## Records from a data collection

::::::

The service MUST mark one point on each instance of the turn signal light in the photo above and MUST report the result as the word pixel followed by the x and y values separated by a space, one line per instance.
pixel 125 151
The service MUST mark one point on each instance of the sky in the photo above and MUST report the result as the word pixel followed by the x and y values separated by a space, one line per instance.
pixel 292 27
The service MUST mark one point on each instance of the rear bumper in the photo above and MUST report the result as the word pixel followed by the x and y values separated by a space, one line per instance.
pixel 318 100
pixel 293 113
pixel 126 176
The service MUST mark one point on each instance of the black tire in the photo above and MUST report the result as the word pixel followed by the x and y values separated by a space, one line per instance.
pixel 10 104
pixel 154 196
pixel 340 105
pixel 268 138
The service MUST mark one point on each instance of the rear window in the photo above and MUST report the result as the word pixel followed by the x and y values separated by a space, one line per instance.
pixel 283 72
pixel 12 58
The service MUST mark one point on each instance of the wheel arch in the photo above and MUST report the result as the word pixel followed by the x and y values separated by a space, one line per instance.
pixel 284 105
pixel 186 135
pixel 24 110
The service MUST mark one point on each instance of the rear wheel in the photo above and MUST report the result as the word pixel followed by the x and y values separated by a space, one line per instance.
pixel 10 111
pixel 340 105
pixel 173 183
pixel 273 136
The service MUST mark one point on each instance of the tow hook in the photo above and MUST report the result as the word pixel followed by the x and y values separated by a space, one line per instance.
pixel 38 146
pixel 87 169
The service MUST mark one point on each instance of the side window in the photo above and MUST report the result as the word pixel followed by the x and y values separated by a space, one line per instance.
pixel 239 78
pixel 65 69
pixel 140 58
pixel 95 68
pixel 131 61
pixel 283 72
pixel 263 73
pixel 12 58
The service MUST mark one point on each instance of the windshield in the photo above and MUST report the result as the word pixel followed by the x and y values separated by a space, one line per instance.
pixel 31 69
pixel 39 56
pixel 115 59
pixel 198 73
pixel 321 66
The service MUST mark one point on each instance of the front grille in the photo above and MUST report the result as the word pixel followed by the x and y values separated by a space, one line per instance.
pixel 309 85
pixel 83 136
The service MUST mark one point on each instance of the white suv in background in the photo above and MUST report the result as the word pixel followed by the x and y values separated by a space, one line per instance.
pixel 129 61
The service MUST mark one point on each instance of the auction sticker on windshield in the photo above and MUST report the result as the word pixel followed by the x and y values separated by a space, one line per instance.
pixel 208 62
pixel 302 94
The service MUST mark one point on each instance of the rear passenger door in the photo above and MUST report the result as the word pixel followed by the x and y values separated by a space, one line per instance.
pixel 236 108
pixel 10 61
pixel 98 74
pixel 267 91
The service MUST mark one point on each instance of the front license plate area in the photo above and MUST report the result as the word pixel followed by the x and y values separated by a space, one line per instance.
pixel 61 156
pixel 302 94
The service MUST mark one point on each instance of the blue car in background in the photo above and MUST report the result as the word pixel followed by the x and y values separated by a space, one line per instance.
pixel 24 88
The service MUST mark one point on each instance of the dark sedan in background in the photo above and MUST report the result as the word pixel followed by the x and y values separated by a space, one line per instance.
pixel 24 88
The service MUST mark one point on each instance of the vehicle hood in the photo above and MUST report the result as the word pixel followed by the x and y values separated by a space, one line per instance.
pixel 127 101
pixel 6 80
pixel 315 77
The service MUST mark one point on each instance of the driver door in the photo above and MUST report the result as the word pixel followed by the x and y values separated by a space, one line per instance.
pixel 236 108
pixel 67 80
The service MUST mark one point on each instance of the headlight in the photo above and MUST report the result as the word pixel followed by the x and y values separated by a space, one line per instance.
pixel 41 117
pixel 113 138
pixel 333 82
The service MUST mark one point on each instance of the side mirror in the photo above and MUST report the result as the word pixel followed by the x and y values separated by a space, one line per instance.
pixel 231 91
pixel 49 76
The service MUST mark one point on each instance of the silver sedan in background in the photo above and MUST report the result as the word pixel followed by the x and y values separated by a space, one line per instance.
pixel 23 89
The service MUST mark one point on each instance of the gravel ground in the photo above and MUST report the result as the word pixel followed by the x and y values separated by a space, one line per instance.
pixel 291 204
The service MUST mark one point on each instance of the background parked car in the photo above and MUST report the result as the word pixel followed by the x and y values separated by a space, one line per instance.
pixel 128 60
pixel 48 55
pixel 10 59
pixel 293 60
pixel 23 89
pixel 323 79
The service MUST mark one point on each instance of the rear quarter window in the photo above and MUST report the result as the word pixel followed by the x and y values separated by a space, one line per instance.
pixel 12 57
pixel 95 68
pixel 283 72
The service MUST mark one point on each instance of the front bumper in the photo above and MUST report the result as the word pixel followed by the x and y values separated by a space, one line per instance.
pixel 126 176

::::::

## PROBLEM TO WORK ON
All the lines above must appear again in the answer, word for word.

## WRITTEN SOLUTION
The service MUST mark one point on each instance of the turn signal light in the photo above and MUST report the result as the word pixel followed by the x and y values separated by a space, one line per instance.
pixel 125 151
The service MUST mark one point on each instance of the sky in the photo above and MUST report the result as the word pixel followed by the x and y values separated by a space, one line per instance.
pixel 292 27
The service MUST mark one point on each instance of the rear bumper in the photo above and MUST report the result as the word pixel followed by the x and y values separated by a space, one line per instance.
pixel 318 100
pixel 293 113
pixel 126 176
The service MUST mark one point on each instance of the black tire in the photo above and MUST report the result as the word pixel followed by the x and y values separated by a space, one line per instance.
pixel 10 104
pixel 154 196
pixel 340 105
pixel 268 138
The service MUST mark one point on each instance of the rear window in the photo above and MUST report the result as the word pixel followed by the x and y values separated by a space, one line per instance.
pixel 283 72
pixel 12 58
The service MUST mark one point on each instance of the wheel arch in the photo above and MUST report the result as the word pixel followed by the x and y values separated by a space, one line per instance.
pixel 284 105
pixel 186 135
pixel 24 110
The service MUST mark one point on each instance of the rear wheel in the photo above and MUST report the result as the word pixel followed by the x and y values separated by a space, one line per instance.
pixel 10 111
pixel 340 105
pixel 173 183
pixel 273 136
The service MUST mark one point on each instance of the tow hook in the photo above and MUST report the result as the word pixel followed by the x and y values separated by a space, one line per instance.
pixel 38 146
pixel 87 169
The service MUST mark one point on each instance of the side window in the photo above and MUST report the result as the word pixel followed by the x and y values separated by a space, one line per instance.
pixel 239 78
pixel 65 69
pixel 140 58
pixel 95 68
pixel 131 61
pixel 283 72
pixel 263 73
pixel 12 58
The service MUST mark one point on each instance of the windshield in the photo above and MUST report the result as the word pixel followed by the x and y values separated by a space, one line per instance.
pixel 31 69
pixel 39 56
pixel 115 59
pixel 198 73
pixel 321 66
The service MUST mark one point on each instance of the front grille in the photo above and MUST report the result as the word pixel followed by the x and y values separated by a space, one line per instance.
pixel 309 85
pixel 83 136
The service MUST mark one point on each instance of the white suv in background in the photo above and MUST report the result as the word pixel followed by the x and y values separated by a space, one line per instance.
pixel 129 61
The service MUST mark one point on each instance of the auction sticker on windshield in the photo above and MUST report the result as the word pixel followed by the x and y values separated by a space, one line per instance.
pixel 208 62
pixel 302 94
The service MUST mark one point on each instance of the rear passenger door in the photo above and MUST report the result as the word pixel followed by the x and y values separated by a space, one line per instance.
pixel 236 108
pixel 10 61
pixel 98 74
pixel 267 91
The service MUST mark one point on each instance of the front license plate area in the photo above and MUST report the result as the word pixel followed by the x and y values separated by a space, one line per instance.
pixel 61 156
pixel 302 94
The service MUST mark one point on each instance of the blue car in background in the photo above and MUST report the result as the word pixel followed by the x and y values separated by a space, one line per instance.
pixel 24 88
The service MUST mark one point on each instance of the dark sedan in background in the photo above and MUST report the result as the word pixel followed by the x and y values separated by a space, one line per instance.
pixel 24 88
The service MUST mark one point on each instance of the vehicle hood in the photo above and MUST report the result as the word pixel followed by the x and y values separated by a space, one line per instance.
pixel 127 101
pixel 6 80
pixel 315 77
The service MUST mark one point on each instance of the driver door in the photo above and MUST report the result as the word pixel followed by the x and y values separated by a space, one line per instance.
pixel 236 108
pixel 67 80
The service MUST mark one point on each instance of the headlight in the photo above and MUST report the result as the word pixel followed by the x and y values separated by a space, one line per instance.
pixel 41 117
pixel 113 138
pixel 333 82
The service MUST mark one point on each instance of the side mirror in the photo above and MUST report the result as the word pixel followed by the x and y values separated by a space, one line per instance.
pixel 231 91
pixel 49 76
The service MUST mark one point on each instance of the silver sedan in background in the photo above and MUST report the result as the word pixel followed by the x and y values separated by a space, one line per instance.
pixel 23 89
The service MUST mark one point on each instance of the gravel ground in the photo above and MUST report the result as the word pixel followed by the x and y values separated by a space, one line per instance.
pixel 291 204
The service MUST mark one point on each instance of the background parked car in the photo above and MUST report the result as the word pixel followed by the x and y values separated by a space, one line per instance.
pixel 128 60
pixel 48 55
pixel 10 59
pixel 293 60
pixel 23 89
pixel 323 79
The service MUST mark one point on each instance of the rear quarter window in the photo above and MUST report the result as the word pixel followed by the x and y values separated by a space, one line per instance.
pixel 12 57
pixel 95 68
pixel 283 72
The service MUST mark one point on each instance of the front bumper in the photo above and MUST report the result as the word pixel followed by the x and y values separated by a space, one line per instance.
pixel 126 176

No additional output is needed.